→ Text excerpt

The way to prevent World War III: Avoid delusions about China and US leadership

ABU DHABI — My reading choice aboard a fourteen-hour flight from DC to the United Arab Emirates, in a nod to this week's centennial of World War I armistice, was Norman Angell's 1909 book, "the Great Illusion."

Its thesis, proven catastrophically wrong a few years later with the deadliest war in human history, was that great power conflict had grown obsolete. The rising forces of globalization, economic integration and technological advance, the Nobel Peace Prize laureate argued, made such conflict unthinkable among nations with so much to lose and little to gain.

Turning the pages while flying over our increasingly disorderly planet, I find the similarities to our times inescapable, both in the overwhelming arguments against conflict and growing chance it might occur. On the Great War's anniversary, it's a good time to ask: How can we prevent a World War III among countries with even more devastating, technologically advanced might and economic interdependence?

Angell's "Great Illusion" turned out to be tragic delusion. By failing to anticipate the prospect of war between a rising Germany and a declining United Kingdom, the U.S. and others took too few steps to prevent it. Similarly, events are unfolding today on four continents where delusional thinking could cloud the necessity for strategic response and preventive action.

Those delusions, detailed below, are 1) U.S.-Chinese military conflict is inconceivable; 2) Europe is fine and U.S. transatlantic engagement of reduced significance; 3) Middle Eastern problems can be contained, and 4) that U.S. global leadership is assured.

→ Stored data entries

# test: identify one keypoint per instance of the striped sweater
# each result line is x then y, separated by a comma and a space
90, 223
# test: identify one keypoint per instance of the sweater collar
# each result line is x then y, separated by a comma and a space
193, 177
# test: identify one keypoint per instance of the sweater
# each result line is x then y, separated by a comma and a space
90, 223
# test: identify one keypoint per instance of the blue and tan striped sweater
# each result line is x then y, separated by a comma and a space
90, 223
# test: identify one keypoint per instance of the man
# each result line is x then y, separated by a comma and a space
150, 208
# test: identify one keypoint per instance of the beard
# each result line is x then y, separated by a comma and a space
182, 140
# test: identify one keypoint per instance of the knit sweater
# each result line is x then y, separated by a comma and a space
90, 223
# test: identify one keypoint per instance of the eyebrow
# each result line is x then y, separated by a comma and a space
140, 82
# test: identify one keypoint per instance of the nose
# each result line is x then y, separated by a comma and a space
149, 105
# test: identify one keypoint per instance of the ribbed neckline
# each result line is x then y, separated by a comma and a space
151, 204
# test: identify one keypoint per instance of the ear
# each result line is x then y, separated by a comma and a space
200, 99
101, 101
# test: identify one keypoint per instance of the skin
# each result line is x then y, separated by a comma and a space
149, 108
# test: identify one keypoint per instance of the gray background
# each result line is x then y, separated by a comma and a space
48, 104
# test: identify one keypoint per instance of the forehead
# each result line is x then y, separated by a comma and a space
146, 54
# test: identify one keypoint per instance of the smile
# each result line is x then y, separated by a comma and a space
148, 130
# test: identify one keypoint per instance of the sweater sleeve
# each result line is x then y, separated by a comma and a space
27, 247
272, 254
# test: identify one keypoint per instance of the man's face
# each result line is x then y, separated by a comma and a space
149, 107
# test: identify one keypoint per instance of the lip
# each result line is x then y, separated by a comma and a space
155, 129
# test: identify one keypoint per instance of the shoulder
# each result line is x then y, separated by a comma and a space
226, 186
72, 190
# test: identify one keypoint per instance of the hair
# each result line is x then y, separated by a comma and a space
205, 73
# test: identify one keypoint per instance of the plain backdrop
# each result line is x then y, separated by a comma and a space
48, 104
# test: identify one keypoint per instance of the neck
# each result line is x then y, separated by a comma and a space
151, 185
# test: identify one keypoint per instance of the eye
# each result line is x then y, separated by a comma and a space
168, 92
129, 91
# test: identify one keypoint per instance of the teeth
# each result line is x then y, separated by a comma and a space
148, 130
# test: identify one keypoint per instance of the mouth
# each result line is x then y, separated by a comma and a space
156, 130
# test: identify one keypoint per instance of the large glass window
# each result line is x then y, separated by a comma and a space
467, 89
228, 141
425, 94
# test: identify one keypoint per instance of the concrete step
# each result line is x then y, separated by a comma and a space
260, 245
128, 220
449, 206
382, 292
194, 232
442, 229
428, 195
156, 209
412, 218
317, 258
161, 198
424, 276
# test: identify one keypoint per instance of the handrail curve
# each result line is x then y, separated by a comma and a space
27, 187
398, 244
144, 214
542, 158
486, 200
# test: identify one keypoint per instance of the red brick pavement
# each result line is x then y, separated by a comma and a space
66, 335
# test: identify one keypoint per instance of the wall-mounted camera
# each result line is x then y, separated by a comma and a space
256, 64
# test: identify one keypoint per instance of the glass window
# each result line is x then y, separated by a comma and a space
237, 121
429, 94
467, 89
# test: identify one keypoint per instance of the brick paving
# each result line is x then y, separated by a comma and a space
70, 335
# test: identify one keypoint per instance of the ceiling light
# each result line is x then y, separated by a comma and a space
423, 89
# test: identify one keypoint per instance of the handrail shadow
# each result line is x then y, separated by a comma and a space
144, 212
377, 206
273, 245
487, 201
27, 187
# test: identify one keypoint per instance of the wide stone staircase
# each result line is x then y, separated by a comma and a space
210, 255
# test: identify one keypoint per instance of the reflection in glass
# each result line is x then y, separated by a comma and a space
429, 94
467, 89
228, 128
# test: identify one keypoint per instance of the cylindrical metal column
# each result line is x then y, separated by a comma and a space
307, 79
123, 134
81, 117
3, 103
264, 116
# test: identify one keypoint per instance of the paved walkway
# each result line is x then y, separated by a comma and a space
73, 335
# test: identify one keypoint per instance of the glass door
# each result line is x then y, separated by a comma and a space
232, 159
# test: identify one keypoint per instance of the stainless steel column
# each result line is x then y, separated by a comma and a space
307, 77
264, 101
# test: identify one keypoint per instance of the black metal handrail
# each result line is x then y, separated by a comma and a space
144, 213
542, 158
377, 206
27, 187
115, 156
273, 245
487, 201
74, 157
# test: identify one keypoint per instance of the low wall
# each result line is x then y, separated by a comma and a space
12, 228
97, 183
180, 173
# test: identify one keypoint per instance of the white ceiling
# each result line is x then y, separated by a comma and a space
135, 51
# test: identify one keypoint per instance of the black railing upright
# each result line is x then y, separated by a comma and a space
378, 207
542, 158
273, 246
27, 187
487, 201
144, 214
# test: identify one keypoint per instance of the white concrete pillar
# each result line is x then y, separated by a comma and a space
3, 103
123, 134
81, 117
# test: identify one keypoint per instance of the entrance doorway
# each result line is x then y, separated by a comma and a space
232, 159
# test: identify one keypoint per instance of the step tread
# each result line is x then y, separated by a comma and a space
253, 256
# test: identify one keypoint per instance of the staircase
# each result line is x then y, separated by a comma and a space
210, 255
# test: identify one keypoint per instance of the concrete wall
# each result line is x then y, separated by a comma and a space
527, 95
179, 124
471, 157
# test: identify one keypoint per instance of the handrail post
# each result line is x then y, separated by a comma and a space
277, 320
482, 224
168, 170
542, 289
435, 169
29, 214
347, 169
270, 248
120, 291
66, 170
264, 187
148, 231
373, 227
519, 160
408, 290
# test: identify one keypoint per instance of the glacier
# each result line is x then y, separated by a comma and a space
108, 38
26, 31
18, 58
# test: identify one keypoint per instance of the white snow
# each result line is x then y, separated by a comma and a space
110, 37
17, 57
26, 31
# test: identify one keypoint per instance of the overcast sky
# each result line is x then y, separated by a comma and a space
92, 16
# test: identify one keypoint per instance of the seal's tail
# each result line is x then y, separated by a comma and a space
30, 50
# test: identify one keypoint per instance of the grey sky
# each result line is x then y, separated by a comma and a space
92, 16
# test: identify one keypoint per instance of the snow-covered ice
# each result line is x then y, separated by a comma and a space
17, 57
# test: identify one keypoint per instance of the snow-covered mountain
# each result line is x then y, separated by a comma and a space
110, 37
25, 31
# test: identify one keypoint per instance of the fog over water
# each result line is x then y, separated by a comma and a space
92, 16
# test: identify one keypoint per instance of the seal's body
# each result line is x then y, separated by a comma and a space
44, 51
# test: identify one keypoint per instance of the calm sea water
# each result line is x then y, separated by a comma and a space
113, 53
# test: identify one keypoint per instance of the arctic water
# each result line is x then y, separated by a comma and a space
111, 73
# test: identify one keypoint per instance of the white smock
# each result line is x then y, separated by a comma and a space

→ Problem description
Please write the next part of the essay on preventing World War III, picking up after its final sentence. These items have no connection to the essay on preventing World War III.

→ Result of the exercise
And don't forget it was only after a second World War that the U.S. and its allies responded by creating a set of alliances, institutions, practices and relationships that have since brought the world one of its longest periods of peace and progress.

The United Nations, the World Bank, the IMF, NATO, the European Coal and Steel Community, our Asian alliances and more were this period's legacy. Though they were designed to adapt, they have been slow to do so to accommodate rising powers and address emerging risks, thus increasing the chance of conflict.

"Our predecessors recognized that global cooperation must evolve to survive," writes IMF managing director Christine Lagarde.

So, what does survival look like across "the four delusions?"

"Today," writes strategist Graham Allison, "the intensifying rivalry between a rising China and a ruling United States could lead to a war that neither side wants and that both know would be even more catastrophic than World War I."

Those tensions have increased in no small part due to Chinese leader Xi Jinping's increased flexing of economic and military muscle, and President Trump's determination to push back, born more by a sense of grievance than of history.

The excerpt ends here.